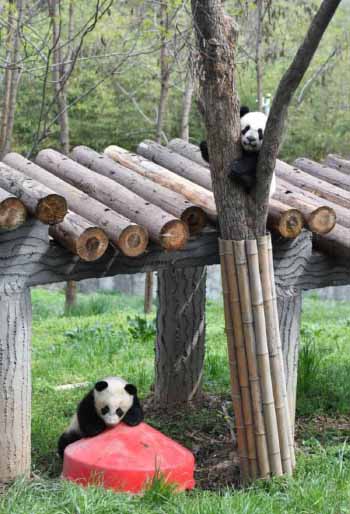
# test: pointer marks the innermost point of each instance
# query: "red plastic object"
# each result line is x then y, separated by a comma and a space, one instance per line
127, 458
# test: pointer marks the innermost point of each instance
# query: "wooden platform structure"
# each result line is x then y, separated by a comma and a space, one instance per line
103, 215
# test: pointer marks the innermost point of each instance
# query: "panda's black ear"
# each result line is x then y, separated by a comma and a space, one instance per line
131, 389
101, 385
243, 110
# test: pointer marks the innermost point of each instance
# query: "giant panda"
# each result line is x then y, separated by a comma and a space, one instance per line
243, 170
110, 401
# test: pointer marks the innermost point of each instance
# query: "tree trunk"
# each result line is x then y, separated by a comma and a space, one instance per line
180, 335
186, 106
15, 383
12, 76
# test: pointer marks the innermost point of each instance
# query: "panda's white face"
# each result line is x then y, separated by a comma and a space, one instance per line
113, 401
252, 131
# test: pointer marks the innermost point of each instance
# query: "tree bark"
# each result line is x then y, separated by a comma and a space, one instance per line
180, 335
12, 76
15, 382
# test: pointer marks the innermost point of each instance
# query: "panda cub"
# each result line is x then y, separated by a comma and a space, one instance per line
243, 171
110, 401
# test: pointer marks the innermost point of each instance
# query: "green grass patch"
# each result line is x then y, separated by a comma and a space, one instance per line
109, 334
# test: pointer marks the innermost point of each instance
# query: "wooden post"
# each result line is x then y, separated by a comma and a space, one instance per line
180, 335
15, 381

* Set task
Write out all of the data above again, switching every "innermost point" to "central point" and keeping everything else the same. Omit the pictures.

* Reply
# test: pointer marks the central point of each instance
# query: "red plastic object"
# each result line is x then y, separated by a comma and a space, one instance per line
127, 458
# test: pointer marks the central point of each instance
# query: "wooden platform structure"
# each result line is x then y, separated by a comma and a space, one instance per line
103, 215
# test: pointer marks the central point of each instance
# query: "panda's black ear"
# each result line is x then y, separated by a comma and a space, one instance per line
131, 389
101, 385
243, 110
# test: pointer marks the central point of each instance
# query: "giant panda"
# each result line is x then y, separated by a comma and a space, one instance per line
243, 170
110, 401
# test: pointer marks the central point of each instance
# query: "tree trunk"
# each result line is x then y, separated by a comma and a space, one instance per line
180, 335
186, 106
15, 383
12, 76
# test: pointer marks the central point of each instance
# query: "panda's white face"
# each result line is x then y, separated by a comma and a space, one instance per line
113, 401
252, 131
# test: pointer marks the central point of each instance
# query: "tree bark"
# each result line is x then y, separated by a comma and a space, one instance per line
180, 335
12, 76
15, 382
# test: pointer marks the central point of each instance
# query: "panda cub"
# each result line is x then y, separated by a comma and a space, one instance per line
243, 171
110, 401
# test: pointer marks the central point of each instance
# query: "green grass patch"
# each result line is x then y, separated by a comma and a space, one instance per line
109, 334
# test: pointer marks the central point of each instance
# query: "wooden post"
# each result line is x then y, separated by a comma and a space, one instance per line
180, 335
15, 381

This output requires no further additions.